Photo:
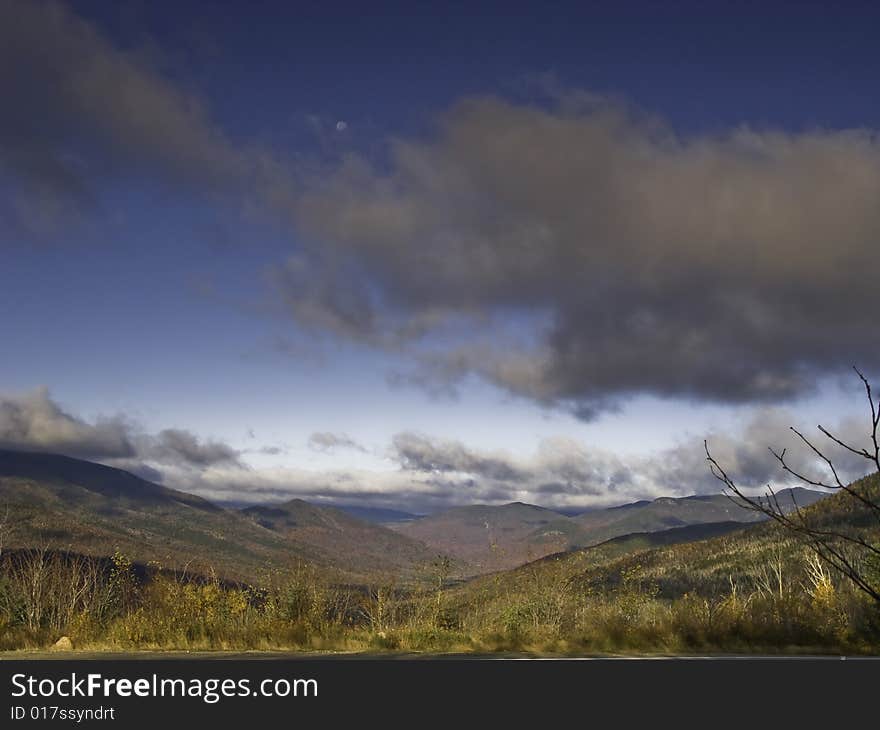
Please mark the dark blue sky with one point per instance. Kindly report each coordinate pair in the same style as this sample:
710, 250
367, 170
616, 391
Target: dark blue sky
259, 221
701, 65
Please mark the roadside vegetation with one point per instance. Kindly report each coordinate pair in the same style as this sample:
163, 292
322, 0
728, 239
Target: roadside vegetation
757, 590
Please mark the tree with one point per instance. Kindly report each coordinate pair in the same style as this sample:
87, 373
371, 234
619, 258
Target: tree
848, 546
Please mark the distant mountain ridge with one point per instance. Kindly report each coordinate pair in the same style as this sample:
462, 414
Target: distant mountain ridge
68, 503
498, 538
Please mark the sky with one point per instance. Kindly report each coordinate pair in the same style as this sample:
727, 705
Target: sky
425, 254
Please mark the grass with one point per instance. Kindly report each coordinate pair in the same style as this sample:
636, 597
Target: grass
756, 590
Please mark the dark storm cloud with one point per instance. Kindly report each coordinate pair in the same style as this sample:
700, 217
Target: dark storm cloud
34, 422
729, 267
418, 452
560, 461
77, 109
328, 442
175, 445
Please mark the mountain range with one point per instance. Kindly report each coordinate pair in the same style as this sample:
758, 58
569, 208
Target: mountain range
65, 503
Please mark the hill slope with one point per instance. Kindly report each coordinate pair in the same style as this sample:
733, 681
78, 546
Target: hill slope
492, 538
65, 503
362, 546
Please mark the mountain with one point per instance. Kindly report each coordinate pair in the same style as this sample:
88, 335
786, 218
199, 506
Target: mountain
377, 515
498, 538
709, 560
66, 503
362, 546
668, 512
488, 537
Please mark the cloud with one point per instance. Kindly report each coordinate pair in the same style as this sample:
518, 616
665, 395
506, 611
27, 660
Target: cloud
581, 251
434, 473
174, 445
78, 109
328, 442
34, 422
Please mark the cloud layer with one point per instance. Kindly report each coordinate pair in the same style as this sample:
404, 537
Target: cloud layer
582, 251
35, 422
428, 473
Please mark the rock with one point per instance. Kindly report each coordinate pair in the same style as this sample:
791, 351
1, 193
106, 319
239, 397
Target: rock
63, 644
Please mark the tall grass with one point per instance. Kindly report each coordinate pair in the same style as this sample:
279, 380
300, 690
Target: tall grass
775, 599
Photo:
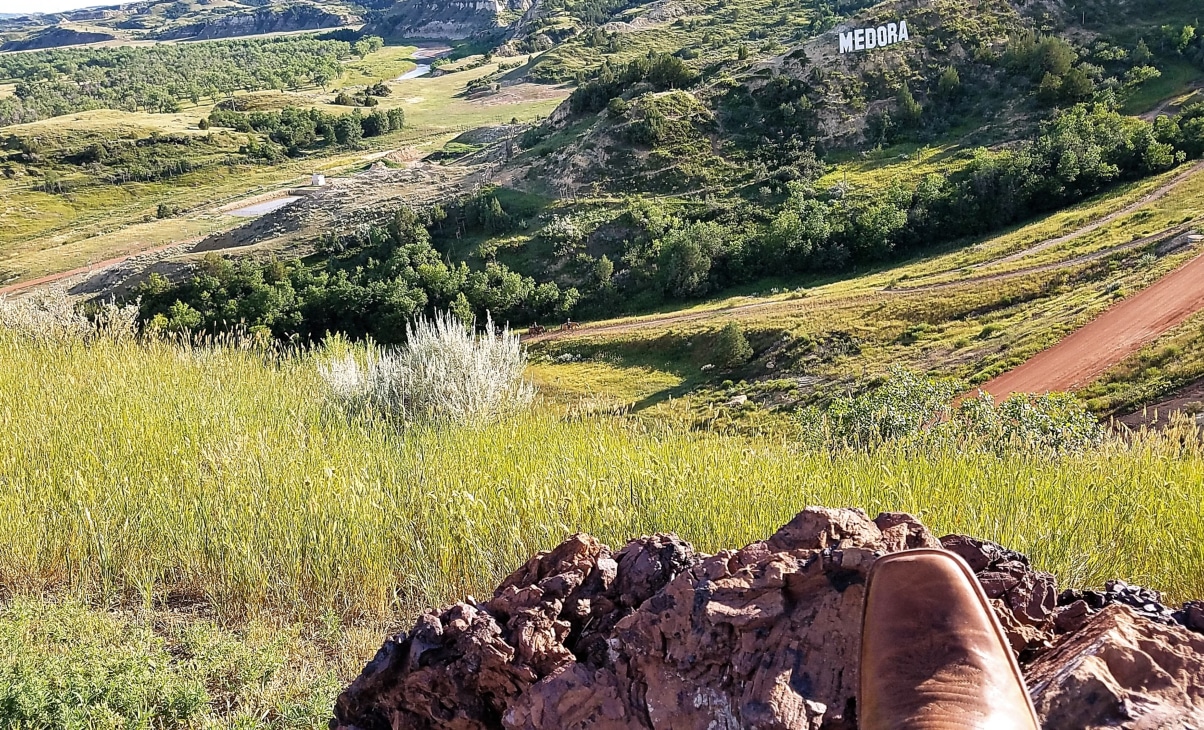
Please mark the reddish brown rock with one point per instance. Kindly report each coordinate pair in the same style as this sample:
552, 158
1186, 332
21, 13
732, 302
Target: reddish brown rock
1121, 670
765, 637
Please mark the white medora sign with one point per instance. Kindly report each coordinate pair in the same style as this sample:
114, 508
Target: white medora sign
867, 39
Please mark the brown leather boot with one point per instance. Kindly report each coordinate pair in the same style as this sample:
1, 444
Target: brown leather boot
933, 655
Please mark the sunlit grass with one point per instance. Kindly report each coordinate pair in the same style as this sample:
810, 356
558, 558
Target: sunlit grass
147, 475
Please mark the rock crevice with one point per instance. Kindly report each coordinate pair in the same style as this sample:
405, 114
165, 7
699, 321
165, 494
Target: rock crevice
766, 637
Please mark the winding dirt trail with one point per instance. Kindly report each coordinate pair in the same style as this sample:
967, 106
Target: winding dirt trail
1154, 195
51, 278
1120, 331
1167, 304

* * *

TASK REQUIREMENTS ▸
Please restate word for word the lines of the material above, beginning with the one that holds "Please mark the rock crevice" and ending with the last.

TASK RESULT ▸
Please mark the rock crevice with one point per instance. Kindly report each coordinate pair in the same style as this sample:
405, 114
165, 7
699, 321
165, 494
Target: rock crevice
766, 637
Please mark the winding dirt trail with one point per instance. Kindly report each coordinate pair in the same style as this sample:
967, 106
Target: winding dirt trail
1154, 195
51, 278
1120, 331
1167, 304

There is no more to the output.